* [Exercise aim]: In the records below, locate the line containing "Would you be able to tag each instance of the shrub"; output that line and every following line through the last, exactly.

* [Exercise input]:
◆ ◆ ◆ ◆ ◆

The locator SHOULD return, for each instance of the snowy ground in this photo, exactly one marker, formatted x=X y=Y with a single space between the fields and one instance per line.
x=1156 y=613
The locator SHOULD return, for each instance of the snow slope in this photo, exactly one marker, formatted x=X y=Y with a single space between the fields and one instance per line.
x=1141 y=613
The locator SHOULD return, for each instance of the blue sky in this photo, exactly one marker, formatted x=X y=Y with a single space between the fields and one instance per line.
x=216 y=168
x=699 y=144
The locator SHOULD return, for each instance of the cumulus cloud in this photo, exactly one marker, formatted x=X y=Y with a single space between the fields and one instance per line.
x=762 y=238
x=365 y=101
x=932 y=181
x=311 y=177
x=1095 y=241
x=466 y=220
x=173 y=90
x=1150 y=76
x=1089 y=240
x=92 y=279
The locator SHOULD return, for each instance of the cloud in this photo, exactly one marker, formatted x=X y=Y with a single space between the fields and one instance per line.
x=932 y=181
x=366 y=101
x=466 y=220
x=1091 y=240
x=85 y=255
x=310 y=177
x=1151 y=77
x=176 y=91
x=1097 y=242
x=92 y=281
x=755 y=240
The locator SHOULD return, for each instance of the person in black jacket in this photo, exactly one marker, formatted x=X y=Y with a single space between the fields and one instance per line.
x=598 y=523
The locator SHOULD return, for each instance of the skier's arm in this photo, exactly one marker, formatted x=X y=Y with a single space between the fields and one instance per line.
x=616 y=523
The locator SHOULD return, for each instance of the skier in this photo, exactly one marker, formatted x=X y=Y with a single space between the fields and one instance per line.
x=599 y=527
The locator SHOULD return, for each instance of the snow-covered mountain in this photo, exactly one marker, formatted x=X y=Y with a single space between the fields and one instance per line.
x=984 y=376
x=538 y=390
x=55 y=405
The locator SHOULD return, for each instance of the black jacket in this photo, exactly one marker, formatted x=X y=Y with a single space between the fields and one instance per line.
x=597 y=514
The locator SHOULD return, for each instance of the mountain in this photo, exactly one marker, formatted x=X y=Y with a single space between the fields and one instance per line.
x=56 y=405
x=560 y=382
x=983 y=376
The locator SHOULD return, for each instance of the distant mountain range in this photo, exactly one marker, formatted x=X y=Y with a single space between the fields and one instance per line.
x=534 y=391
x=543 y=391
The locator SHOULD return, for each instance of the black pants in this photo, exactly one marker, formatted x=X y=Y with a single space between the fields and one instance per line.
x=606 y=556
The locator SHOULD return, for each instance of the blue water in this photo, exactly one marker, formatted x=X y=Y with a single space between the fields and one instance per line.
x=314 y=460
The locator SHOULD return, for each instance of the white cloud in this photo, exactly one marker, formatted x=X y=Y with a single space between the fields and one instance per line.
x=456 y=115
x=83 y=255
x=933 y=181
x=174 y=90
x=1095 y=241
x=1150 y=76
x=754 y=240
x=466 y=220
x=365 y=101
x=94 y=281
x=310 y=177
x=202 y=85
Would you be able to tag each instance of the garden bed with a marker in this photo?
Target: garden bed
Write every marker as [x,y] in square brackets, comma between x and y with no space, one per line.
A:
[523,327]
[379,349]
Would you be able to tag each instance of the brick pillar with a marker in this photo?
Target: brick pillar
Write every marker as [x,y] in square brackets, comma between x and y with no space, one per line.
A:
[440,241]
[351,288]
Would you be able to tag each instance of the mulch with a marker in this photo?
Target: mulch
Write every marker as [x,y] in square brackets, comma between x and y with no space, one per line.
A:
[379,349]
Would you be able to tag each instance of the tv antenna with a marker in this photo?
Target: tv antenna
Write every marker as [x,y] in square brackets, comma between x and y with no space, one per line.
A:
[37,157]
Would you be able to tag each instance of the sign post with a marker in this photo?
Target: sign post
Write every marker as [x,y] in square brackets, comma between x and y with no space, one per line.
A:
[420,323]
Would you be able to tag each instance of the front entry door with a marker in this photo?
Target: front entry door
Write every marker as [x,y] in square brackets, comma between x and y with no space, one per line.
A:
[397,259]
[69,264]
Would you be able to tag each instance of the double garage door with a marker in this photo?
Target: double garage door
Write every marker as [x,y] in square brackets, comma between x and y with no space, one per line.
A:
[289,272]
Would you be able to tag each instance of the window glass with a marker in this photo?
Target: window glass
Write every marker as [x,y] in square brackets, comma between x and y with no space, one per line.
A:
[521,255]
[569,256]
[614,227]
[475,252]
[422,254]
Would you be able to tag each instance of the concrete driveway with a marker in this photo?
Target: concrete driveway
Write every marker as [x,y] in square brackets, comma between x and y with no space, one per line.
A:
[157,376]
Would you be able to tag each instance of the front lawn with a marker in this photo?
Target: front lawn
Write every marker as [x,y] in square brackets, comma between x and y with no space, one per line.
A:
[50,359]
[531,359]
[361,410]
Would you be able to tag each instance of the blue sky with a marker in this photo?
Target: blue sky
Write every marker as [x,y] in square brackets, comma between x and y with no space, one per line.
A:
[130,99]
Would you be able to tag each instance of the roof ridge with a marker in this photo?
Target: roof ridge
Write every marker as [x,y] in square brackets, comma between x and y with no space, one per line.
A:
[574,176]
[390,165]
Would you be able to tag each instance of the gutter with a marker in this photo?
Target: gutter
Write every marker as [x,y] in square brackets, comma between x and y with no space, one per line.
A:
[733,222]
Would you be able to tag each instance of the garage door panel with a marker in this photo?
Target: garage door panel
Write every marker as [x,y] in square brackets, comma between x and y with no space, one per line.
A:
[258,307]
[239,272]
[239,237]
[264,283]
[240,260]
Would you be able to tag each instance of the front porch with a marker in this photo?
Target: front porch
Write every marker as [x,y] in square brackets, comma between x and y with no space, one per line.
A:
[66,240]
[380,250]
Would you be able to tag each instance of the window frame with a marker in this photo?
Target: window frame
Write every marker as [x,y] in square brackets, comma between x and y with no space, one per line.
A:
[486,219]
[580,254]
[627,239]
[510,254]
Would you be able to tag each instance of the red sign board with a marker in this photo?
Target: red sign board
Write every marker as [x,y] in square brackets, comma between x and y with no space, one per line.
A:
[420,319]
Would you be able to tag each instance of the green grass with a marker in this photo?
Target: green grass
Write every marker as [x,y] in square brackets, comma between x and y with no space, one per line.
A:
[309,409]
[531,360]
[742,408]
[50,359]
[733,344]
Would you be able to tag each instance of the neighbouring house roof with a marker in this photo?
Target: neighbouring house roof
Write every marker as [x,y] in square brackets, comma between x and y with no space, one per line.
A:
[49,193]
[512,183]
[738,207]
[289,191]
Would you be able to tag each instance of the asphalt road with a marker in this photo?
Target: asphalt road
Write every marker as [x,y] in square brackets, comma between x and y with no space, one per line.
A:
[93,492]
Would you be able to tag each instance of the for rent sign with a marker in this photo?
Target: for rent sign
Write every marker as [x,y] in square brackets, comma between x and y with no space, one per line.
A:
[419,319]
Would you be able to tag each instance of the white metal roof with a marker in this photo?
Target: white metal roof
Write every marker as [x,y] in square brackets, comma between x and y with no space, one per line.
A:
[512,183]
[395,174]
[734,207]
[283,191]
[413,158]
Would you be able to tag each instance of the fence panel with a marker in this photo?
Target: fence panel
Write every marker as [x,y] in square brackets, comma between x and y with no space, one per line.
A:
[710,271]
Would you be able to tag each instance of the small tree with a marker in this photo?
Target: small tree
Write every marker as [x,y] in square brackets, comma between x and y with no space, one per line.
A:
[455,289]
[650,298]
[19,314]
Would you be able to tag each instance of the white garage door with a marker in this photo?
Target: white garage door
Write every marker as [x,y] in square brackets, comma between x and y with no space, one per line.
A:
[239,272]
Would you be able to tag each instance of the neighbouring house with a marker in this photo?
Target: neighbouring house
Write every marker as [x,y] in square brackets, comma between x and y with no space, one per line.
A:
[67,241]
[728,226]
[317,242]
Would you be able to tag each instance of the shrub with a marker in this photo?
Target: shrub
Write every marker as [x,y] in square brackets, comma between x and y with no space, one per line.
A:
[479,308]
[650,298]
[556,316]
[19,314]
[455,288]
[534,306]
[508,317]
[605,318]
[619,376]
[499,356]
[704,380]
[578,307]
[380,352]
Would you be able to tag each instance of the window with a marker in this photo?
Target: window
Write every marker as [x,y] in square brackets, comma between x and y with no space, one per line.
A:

◆ ◆ ◆ ◆ ◆

* [Response to this exercise]:
Would you be able to tag each instance of the shrub with a marker in this photo?
Target: shrub
Write every marker as [x,y] in square brackets, comma between x and y with no space, one per line.
A:
[479,308]
[650,298]
[556,316]
[19,314]
[455,288]
[534,306]
[508,317]
[605,318]
[619,376]
[499,356]
[704,380]
[578,307]
[380,352]
Would you be able to tag each instance of the window with a marker in this photo?
Target: window
Write every marker as [x,y] in square brackets, comma between x and y with no space, one per line.
A:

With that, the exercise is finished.